● **Explore the material**:
**a)** Answer these from the notes on coding agents:
(i) On what date were Gemini CLI and Junie added?
(ii) How many active parameters does the Leanstral model have?
(iii) According to the skeptics, what do proofs guarantee?
**b)** Return, word for word, the part of the notes on coding agents that begins at the words "Leanstral Model" and stops after "longer a bottleneck.".

● **Source text**:
_ _ _ _

It started as a wrapper for Codex and Claude. On March 5, Gemini CLI and Junie were added. You can now choose between different agents depending on the task or combine them — one agent can verify the work of another.

You can use a ChatGPT subscription (in which case only Codex will be available). Login via Claude Pro, Max, and Team has been discontinued due to Anthropic's new usage policy — API keys must be added.

T3 Code
https://t3.codes/
For some reason, Theo decided to be a developer in addition to being a vlogger — so far, it's a buggy wrapper for Codex (Claude Code to follow) with minimal description and documentation. Why anyone would use this instead of the original Codex app is unclear to me.

Leanstral Model
https://mistral.ai/news/leanstral
Mistral AI introduces Leanstral — an open-source code agent for the Lean 4 programming language (which is also an interactive theorem prover). This model, with 6B active parameters in a sparse architecture, is trained not only to perform tasks but also to formally prove the correctness of implementations. This makes it a powerful tool for code verification.

Available for free in Mistral Vibe https://mistral.ai/products/vibe (via API labs-leanstral-2603) and for download for on-premise hosting and integration with lean-lsp-mcp. This is the first contribution to a future where formal verification becomes commonplace and human review is no longer a bottleneck.

HN Reaction
https://news.ycombinator.com/item?id=47404796
Enthusiasts see a future in "executable specs" where an agent writes code + proofs, making regressions impossible. Skeptics remind that proofs only guarantee validity, not that you proved exactly what you intended, and for ordinary projects (non-mathematical/critical software), this is currently "overkill".

_ _ _ _

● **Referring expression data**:
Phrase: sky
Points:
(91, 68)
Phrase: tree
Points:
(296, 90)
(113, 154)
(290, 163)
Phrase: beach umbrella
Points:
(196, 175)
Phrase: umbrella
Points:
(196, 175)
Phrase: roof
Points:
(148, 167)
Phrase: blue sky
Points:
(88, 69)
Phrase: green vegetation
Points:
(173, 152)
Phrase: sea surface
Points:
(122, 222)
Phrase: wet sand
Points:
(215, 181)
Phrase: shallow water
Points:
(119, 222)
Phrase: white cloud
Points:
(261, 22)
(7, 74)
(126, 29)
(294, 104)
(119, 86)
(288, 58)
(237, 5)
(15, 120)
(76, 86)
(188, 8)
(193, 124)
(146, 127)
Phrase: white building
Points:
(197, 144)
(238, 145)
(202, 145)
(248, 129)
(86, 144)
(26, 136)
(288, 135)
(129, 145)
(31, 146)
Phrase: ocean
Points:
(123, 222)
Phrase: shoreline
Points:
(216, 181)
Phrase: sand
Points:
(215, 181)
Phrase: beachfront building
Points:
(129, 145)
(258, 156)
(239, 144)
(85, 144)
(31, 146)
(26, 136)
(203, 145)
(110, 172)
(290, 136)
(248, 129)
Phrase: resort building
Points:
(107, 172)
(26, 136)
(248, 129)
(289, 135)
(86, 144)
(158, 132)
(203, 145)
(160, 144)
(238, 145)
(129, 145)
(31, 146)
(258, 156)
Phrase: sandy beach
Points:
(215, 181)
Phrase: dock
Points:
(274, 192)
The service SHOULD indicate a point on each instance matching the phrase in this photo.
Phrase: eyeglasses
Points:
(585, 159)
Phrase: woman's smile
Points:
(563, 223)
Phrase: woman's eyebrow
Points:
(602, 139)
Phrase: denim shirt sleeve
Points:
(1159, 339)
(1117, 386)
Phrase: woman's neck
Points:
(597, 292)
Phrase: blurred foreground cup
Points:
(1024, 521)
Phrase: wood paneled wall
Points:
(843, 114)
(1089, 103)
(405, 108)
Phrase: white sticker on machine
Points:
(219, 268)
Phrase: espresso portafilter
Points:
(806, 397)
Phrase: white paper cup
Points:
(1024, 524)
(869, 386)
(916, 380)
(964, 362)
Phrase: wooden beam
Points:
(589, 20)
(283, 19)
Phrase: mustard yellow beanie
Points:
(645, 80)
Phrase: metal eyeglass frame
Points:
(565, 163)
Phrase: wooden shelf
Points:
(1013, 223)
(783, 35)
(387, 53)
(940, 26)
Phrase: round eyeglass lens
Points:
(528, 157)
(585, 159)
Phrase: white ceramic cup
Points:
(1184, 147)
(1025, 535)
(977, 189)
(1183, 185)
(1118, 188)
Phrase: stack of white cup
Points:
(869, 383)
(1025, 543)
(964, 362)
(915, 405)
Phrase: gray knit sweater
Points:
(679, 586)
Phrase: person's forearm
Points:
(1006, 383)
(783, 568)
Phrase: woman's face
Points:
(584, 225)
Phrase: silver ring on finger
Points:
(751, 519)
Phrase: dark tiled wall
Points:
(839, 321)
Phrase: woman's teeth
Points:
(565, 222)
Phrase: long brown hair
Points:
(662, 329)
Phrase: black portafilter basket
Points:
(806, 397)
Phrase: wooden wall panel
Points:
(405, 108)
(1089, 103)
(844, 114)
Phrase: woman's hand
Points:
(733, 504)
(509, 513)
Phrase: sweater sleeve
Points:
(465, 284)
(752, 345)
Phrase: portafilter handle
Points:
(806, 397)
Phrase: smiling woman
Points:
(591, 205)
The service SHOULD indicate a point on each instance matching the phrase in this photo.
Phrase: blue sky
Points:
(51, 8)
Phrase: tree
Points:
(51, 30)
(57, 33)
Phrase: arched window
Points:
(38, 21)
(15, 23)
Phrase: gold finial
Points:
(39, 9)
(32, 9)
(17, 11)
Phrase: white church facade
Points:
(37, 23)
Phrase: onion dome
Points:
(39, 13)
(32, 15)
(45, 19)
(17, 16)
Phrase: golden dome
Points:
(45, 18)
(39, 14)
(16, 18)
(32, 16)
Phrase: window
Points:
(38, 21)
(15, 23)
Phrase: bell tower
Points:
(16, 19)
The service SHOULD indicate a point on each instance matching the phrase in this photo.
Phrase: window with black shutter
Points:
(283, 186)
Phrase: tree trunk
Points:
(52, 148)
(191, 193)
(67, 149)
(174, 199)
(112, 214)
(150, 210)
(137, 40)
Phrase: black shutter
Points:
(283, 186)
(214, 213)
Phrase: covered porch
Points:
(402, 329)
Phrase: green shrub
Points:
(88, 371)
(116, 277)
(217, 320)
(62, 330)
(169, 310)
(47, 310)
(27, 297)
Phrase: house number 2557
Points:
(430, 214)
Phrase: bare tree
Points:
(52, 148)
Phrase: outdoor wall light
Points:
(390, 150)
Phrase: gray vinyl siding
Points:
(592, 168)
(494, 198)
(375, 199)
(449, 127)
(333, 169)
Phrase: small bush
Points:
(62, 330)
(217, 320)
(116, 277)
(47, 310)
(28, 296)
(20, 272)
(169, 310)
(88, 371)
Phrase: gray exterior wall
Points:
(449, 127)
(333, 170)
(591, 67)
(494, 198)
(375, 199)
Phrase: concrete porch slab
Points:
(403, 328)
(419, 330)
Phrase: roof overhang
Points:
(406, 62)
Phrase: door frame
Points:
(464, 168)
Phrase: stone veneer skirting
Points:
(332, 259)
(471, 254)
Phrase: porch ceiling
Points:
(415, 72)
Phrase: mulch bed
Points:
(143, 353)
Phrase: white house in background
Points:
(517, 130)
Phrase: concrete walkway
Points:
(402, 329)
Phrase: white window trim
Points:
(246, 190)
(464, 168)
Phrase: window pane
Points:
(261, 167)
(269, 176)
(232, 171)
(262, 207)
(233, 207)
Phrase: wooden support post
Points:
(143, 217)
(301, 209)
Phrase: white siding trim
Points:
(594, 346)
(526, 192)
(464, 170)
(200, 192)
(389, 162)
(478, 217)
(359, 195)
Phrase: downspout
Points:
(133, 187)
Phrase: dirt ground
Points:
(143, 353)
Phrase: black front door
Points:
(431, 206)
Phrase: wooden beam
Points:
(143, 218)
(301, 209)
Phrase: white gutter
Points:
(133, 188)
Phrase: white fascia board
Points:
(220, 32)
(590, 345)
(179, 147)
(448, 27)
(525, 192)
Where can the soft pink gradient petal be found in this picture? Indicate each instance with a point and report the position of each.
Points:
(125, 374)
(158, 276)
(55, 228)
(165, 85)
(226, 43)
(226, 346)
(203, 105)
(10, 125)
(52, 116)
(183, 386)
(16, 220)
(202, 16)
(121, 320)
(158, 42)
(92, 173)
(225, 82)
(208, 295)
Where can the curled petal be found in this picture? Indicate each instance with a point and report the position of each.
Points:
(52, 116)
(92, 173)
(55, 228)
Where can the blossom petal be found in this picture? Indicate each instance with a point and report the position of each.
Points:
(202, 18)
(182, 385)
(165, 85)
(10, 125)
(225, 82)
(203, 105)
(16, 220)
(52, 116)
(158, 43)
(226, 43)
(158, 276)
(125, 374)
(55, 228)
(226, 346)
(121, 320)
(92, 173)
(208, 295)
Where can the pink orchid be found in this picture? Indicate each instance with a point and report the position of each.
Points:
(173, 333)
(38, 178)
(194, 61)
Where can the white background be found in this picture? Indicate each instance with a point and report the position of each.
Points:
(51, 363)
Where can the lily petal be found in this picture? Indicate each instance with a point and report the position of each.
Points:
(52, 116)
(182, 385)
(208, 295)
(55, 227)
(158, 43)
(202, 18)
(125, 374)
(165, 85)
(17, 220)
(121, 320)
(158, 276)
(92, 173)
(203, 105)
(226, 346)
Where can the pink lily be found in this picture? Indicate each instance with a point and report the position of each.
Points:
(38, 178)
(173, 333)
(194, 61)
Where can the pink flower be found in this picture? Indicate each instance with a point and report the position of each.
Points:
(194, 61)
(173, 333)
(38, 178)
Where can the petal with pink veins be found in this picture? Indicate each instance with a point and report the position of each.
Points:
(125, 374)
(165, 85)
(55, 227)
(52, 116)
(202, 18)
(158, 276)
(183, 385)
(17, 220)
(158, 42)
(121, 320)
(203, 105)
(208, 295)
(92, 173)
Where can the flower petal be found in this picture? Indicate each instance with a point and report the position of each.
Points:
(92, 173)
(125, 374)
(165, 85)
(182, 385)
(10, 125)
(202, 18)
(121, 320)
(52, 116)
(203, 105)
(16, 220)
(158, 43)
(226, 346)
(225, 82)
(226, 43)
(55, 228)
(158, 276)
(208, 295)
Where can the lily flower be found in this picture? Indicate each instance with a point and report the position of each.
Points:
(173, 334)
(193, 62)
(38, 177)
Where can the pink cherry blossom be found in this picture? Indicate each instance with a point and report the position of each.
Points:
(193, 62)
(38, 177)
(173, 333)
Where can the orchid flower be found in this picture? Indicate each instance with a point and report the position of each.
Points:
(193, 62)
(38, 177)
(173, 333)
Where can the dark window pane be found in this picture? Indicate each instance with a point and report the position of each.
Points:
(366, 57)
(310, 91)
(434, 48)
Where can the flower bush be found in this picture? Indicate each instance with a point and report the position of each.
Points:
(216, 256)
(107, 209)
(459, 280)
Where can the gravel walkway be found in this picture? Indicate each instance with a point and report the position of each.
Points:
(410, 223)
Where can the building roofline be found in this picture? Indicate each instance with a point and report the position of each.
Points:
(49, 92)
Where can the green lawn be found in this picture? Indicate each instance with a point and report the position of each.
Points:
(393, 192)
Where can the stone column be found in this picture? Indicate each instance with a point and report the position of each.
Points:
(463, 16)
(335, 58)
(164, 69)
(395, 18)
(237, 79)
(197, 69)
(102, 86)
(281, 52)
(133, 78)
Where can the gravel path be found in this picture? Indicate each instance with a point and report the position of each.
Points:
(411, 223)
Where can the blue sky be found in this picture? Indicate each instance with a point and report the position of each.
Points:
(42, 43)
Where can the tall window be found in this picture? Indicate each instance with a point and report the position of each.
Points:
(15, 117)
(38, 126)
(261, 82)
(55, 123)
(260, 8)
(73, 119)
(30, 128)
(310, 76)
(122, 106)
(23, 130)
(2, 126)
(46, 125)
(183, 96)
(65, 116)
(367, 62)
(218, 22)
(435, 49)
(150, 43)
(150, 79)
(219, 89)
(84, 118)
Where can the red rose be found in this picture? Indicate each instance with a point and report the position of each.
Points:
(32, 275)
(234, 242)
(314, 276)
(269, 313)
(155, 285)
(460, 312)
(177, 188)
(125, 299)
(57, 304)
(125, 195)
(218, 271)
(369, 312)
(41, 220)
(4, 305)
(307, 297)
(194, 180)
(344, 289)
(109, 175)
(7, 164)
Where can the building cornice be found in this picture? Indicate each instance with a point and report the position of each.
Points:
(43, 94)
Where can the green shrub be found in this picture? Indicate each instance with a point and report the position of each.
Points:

_ _ _ _

● **Solutions for each task**:
**a)**
(i) March 5
(ii) 6B, in a sparse architecture
(iii) Only validity, not that you proved exactly what you intended

**b)**
Leanstral Model
https://mistral.ai/news/leanstral
Mistral AI introduces Leanstral — an open-source code agent for the Lean 4 programming language (which is also an interactive theorem prover). This model, with 6B active parameters in a sparse architecture, is trained not only to perform tasks but also to formally prove the correctness of implementations. This makes it a powerful tool for code verification.

Available for free in Mistral Vibe https://mistral.ai/products/vibe (via API labs-leanstral-2603) and for download for on-premise hosting and integration with lean-lsp-mcp. This is the first contribution to a future where formal verification becomes commonplace and human review is no longer a bottleneck.